» **TASK TO CARRY OUT**: Render the stretch of the records that opens with the line containing "Target: stack of blue basket" and closes with the line containing "[[[0,167],[38,167],[53,136],[53,109],[36,92],[0,92]]]", both lines included, as a JSON list of strings with one string per line and blank lines omitted.

» **PROVIDED MATERIAL**:
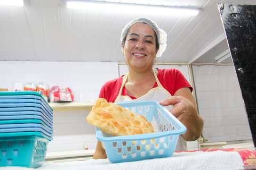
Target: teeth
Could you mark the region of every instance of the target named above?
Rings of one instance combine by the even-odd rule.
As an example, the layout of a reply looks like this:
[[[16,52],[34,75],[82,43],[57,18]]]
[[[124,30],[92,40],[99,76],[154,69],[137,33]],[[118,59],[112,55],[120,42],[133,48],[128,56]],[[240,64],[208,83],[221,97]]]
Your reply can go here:
[[[146,55],[145,54],[137,54],[137,53],[134,53],[133,54],[134,55],[137,55],[137,56],[145,56]]]

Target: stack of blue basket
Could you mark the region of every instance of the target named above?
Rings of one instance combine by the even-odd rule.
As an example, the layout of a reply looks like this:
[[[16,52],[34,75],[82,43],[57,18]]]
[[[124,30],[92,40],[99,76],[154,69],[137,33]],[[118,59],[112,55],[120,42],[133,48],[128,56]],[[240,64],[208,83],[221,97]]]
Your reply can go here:
[[[0,167],[38,167],[53,136],[53,109],[36,92],[0,92]]]

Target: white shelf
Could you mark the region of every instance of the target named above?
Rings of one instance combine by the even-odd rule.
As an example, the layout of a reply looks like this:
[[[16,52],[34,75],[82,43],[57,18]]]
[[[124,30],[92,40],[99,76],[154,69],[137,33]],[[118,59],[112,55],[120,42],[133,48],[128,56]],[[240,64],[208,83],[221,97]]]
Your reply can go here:
[[[85,149],[81,150],[71,150],[61,152],[46,152],[45,159],[61,159],[67,158],[78,158],[82,157],[92,157],[94,153],[94,149]]]
[[[93,104],[88,103],[49,103],[53,111],[91,110]]]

» **RESULT FOR THIS EXERCISE**:
[
  "Target: stack of blue basket",
  "Could you mark the region of every instance of the target named above?",
  "Rings of one instance combine by the even-odd rule.",
  "As an example, the layout of a reply looks like this:",
  "[[[16,52],[34,75],[82,43],[57,18]]]",
  "[[[124,30],[92,40],[99,76],[154,69],[137,33]],[[118,59],[112,55],[120,42],[133,48],[128,56]],[[240,64],[208,83],[221,97]]]",
  "Your reply can go here:",
  "[[[0,167],[38,167],[53,136],[53,109],[36,92],[0,92]]]"
]